EXERCISE DESCRIPTION:
Copy each entry below exactly. No images.

(Items from a dataset)
+ + +

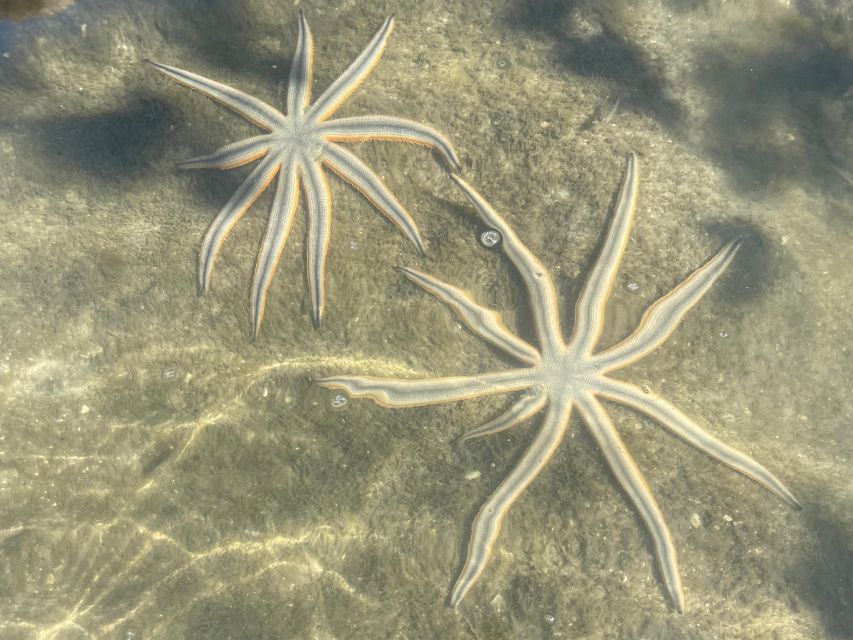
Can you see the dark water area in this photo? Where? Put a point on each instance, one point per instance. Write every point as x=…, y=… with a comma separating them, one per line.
x=164, y=475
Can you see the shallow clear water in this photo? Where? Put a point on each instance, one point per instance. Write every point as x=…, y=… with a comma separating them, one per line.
x=163, y=476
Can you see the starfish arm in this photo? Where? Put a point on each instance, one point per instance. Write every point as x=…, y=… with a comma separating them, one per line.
x=482, y=321
x=363, y=128
x=275, y=237
x=231, y=155
x=679, y=424
x=661, y=319
x=392, y=392
x=319, y=233
x=633, y=483
x=230, y=214
x=366, y=182
x=540, y=287
x=589, y=310
x=254, y=110
x=299, y=83
x=526, y=408
x=487, y=524
x=349, y=80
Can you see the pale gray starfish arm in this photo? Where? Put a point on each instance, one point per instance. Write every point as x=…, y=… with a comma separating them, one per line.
x=319, y=206
x=393, y=129
x=661, y=319
x=237, y=205
x=525, y=408
x=362, y=178
x=589, y=309
x=275, y=237
x=355, y=74
x=673, y=419
x=487, y=524
x=254, y=110
x=484, y=322
x=299, y=83
x=539, y=284
x=392, y=392
x=633, y=483
x=231, y=155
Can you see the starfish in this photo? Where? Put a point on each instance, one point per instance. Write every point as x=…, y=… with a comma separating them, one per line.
x=297, y=146
x=560, y=376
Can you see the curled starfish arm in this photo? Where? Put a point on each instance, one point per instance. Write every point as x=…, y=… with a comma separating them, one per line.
x=230, y=214
x=299, y=82
x=633, y=483
x=482, y=321
x=540, y=287
x=589, y=309
x=523, y=409
x=487, y=524
x=275, y=237
x=319, y=233
x=231, y=155
x=355, y=74
x=252, y=109
x=661, y=319
x=366, y=182
x=391, y=392
x=673, y=419
x=391, y=129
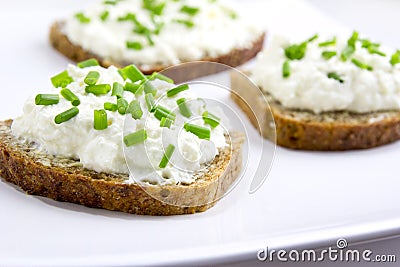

+ + +

REPLY:
Can you see the dark water area in this photo? Where? Put a point on each instance, one point per instance. Write every point as x=…, y=… with a comma separating them, one per line.
x=164, y=475
Can you see the shallow clear water in this photo? Where? Put a point on each instance, one point per instance. Write every point as x=…, y=… with a comma separating them, one per line.
x=163, y=476
Can you see the starfish arm in this photo? Where? Put a point on each instance, one point per instance. Write every point as x=…, y=… with a comma separating them, one per line.
x=482, y=321
x=363, y=128
x=275, y=237
x=231, y=155
x=679, y=424
x=661, y=319
x=392, y=392
x=319, y=233
x=633, y=483
x=230, y=214
x=366, y=182
x=540, y=287
x=589, y=310
x=254, y=110
x=299, y=83
x=526, y=408
x=487, y=524
x=349, y=80
Can you see the pale gray starfish arm in this photo? Where? Put a point on each instance, one point per instance. Write every point as x=…, y=… with a comma separating them, one per line.
x=319, y=206
x=393, y=129
x=661, y=319
x=237, y=205
x=525, y=408
x=362, y=178
x=589, y=309
x=275, y=237
x=355, y=74
x=673, y=419
x=487, y=524
x=254, y=110
x=484, y=322
x=299, y=83
x=539, y=284
x=392, y=392
x=633, y=483
x=231, y=155
Can you see the starfish in this photo? Where? Put a point on each instance, one point per instance. Write every point as x=…, y=… with a comma separating them, one per line.
x=297, y=146
x=560, y=376
Can you see the curled starfish arm in this photo? Where? Put a point on each instance, one point per instance. Write every point as x=…, y=… with a comma separating them, one per line.
x=230, y=214
x=299, y=82
x=633, y=483
x=482, y=321
x=540, y=287
x=589, y=309
x=523, y=409
x=487, y=524
x=275, y=237
x=319, y=233
x=231, y=155
x=355, y=74
x=252, y=109
x=661, y=319
x=366, y=182
x=391, y=392
x=673, y=419
x=391, y=129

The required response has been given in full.